> **Exercise details**:
Reproduce the data below verbatim from the line containing "of the hydraulic" through its final line, and produce nothing more.

> **Provided entries**:

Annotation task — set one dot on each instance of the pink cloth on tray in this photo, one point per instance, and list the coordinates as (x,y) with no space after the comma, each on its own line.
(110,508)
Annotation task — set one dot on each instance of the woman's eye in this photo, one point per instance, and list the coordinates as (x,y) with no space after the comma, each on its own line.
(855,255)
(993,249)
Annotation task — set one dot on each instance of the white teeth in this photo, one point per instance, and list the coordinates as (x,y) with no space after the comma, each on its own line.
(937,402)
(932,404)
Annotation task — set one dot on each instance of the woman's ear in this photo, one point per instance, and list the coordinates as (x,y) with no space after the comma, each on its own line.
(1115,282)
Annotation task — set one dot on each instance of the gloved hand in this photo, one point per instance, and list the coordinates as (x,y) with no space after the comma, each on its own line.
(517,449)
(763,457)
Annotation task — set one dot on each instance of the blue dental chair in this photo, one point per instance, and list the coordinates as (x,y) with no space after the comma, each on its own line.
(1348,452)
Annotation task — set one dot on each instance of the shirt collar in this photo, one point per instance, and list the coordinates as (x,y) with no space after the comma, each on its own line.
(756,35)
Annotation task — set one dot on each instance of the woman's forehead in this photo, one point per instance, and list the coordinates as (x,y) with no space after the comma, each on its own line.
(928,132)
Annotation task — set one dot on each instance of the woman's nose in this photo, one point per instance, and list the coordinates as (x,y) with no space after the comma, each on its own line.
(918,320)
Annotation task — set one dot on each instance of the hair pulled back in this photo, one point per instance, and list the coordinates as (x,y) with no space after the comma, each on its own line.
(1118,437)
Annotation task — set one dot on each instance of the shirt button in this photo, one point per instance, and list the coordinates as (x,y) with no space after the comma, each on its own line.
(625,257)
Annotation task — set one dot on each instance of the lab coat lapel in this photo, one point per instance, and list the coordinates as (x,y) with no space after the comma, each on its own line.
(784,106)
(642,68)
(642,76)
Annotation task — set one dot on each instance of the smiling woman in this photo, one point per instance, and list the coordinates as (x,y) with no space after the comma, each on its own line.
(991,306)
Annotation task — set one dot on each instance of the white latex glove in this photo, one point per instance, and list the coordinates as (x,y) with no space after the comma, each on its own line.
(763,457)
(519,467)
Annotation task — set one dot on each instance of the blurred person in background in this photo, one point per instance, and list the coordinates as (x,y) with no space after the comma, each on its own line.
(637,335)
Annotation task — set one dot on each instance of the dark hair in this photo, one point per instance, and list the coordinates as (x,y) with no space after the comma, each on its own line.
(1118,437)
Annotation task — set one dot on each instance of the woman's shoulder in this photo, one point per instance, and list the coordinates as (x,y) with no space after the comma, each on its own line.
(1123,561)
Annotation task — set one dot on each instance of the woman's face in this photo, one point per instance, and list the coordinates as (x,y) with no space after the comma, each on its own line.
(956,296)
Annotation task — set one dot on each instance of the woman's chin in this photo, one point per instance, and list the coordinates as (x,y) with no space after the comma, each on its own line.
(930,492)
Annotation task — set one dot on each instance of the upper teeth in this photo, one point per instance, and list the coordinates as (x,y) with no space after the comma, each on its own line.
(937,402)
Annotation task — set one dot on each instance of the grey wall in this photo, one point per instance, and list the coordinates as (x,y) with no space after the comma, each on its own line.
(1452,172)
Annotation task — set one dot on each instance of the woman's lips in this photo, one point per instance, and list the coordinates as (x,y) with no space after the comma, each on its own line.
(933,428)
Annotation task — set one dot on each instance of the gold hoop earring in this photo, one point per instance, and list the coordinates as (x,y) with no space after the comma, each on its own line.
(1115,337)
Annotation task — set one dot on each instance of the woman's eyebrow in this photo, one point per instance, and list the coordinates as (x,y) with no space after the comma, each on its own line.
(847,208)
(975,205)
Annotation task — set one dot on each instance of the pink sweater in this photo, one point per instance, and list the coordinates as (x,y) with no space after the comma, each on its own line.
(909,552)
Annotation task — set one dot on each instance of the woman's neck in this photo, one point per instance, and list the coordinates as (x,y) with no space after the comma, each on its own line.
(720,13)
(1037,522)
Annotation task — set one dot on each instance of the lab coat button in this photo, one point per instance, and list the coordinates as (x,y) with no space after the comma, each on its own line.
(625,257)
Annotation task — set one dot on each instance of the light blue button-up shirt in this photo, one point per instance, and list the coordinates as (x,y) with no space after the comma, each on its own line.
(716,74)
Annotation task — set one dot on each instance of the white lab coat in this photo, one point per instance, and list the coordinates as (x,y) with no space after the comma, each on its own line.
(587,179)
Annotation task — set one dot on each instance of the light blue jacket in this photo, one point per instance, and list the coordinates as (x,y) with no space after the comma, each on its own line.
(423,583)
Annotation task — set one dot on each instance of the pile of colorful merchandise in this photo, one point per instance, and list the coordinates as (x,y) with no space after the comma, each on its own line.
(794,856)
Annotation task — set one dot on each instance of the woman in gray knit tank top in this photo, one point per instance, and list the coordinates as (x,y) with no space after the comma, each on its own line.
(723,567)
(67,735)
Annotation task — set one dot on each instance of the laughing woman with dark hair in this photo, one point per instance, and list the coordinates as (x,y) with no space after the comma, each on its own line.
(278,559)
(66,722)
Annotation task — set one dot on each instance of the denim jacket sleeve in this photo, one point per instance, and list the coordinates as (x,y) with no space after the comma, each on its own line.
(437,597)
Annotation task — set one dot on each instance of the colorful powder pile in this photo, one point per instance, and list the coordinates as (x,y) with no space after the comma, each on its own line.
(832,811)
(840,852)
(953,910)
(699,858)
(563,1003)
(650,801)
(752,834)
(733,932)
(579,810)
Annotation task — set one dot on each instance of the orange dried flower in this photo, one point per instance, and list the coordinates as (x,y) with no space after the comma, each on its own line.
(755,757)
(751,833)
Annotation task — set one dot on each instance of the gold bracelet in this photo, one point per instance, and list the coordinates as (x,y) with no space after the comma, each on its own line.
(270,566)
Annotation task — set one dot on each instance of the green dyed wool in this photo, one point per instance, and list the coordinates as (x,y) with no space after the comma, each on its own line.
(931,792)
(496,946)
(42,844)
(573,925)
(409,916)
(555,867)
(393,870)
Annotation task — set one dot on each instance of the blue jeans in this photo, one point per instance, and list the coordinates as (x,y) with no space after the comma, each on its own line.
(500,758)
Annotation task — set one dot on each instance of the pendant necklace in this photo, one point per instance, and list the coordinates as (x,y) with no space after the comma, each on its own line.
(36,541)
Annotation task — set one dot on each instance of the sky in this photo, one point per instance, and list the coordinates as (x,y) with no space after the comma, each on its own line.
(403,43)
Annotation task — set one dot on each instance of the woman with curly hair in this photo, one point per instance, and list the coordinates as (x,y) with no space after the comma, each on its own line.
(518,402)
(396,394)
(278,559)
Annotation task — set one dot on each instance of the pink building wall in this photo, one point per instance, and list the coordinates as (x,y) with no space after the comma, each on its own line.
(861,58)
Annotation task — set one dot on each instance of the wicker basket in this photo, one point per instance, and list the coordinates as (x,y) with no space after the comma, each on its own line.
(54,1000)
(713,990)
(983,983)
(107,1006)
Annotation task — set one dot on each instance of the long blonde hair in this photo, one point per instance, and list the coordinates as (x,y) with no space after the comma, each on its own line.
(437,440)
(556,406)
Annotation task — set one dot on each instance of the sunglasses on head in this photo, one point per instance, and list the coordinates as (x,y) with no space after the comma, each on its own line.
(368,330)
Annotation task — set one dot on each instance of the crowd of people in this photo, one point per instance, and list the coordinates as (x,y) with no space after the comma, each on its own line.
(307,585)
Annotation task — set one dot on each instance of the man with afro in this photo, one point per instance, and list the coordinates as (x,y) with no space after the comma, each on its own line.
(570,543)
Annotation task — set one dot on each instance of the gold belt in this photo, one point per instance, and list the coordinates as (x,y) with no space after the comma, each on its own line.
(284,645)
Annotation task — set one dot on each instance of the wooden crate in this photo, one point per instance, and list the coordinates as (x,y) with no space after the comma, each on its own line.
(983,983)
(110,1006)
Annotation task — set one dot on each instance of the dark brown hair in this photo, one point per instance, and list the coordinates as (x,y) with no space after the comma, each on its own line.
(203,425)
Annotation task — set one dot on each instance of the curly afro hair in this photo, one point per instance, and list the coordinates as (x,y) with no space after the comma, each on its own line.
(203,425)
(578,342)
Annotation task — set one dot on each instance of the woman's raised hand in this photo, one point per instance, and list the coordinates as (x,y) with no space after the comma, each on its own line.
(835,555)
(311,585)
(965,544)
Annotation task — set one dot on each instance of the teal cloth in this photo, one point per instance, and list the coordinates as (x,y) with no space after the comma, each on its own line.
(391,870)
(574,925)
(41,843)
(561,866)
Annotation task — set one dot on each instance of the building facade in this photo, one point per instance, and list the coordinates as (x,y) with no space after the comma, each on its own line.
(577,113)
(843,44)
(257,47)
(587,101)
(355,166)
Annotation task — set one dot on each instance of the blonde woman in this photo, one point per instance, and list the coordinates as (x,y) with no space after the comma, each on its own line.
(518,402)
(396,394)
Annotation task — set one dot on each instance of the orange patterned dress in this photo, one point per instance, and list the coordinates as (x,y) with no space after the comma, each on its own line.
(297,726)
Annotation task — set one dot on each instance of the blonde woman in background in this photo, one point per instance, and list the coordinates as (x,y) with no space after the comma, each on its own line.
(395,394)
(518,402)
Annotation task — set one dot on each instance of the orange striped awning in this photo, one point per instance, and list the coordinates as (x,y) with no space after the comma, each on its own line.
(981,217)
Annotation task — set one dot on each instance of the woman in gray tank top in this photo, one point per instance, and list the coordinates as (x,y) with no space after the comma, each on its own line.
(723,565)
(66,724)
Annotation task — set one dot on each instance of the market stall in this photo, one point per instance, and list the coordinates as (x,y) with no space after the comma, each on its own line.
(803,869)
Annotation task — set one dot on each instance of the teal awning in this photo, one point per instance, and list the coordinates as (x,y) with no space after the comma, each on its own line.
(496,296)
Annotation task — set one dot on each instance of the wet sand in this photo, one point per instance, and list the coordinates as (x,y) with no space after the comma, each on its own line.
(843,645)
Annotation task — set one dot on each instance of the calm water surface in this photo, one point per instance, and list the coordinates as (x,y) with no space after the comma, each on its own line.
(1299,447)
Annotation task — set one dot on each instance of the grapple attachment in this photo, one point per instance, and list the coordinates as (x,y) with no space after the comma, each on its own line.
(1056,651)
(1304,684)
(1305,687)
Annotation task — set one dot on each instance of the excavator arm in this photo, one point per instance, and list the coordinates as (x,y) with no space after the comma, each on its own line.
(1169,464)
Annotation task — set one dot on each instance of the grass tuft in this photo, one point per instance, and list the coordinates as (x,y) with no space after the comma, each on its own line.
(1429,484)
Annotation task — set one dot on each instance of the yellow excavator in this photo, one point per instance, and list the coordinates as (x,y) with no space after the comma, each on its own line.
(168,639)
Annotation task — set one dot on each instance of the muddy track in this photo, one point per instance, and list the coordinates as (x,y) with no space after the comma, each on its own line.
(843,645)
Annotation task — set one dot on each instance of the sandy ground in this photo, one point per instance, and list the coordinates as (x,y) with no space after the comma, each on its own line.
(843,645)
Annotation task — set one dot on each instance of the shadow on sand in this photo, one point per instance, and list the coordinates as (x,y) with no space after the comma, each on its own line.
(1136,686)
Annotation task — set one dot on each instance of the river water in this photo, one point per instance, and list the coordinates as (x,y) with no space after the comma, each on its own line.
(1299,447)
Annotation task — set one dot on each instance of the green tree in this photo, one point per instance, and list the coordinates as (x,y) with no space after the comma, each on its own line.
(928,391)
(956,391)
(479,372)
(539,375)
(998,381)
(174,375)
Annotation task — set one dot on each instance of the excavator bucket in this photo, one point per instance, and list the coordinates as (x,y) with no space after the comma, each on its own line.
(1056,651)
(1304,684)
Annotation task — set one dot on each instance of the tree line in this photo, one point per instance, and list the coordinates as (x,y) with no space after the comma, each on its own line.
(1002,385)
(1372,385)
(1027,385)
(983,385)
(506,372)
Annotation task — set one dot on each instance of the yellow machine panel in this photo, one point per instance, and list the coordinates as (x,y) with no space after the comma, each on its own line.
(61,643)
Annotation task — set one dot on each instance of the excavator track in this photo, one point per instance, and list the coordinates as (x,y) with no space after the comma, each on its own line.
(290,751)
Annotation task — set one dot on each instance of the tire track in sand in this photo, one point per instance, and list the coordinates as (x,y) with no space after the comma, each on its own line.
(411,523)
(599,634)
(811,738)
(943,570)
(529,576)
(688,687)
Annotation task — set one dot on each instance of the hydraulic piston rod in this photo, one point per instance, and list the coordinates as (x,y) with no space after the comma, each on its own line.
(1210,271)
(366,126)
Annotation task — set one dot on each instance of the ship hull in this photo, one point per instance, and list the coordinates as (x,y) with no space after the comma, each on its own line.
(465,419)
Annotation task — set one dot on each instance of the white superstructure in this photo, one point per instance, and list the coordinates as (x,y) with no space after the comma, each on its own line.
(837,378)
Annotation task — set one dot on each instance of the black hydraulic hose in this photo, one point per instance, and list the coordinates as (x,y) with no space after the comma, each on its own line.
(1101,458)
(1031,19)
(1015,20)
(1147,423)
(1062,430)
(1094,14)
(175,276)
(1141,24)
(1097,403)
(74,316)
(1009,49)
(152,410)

> **Exercise answer**:
Annotation task — set one dot on each instance of the hydraulic piston rod in this photo, one point per instance, and list the coordinates as (x,y) with no space after the comma, each on its own line.
(1210,271)
(366,126)
Annotation task — set one dot on each instance of the ship hull in this photo, one point per instance, and list the coordinates as (x,y) with no space after the comma, each on its own line.
(465,419)
Annotation task — set one dot on each instance of the white superstructure in this photo, one point per instance, and list the coordinates as (x,y) with no space after the comma, each on its own line.
(837,378)
Annotation task — set one dot on each instance of the black hydraulic hose in this photo, one point per instance, and list the coordinates as (x,y) with no space after the comma, each on its own line.
(1101,458)
(1031,19)
(1015,20)
(1147,423)
(1062,430)
(1094,14)
(175,276)
(1141,24)
(1097,403)
(74,316)
(1009,49)
(152,410)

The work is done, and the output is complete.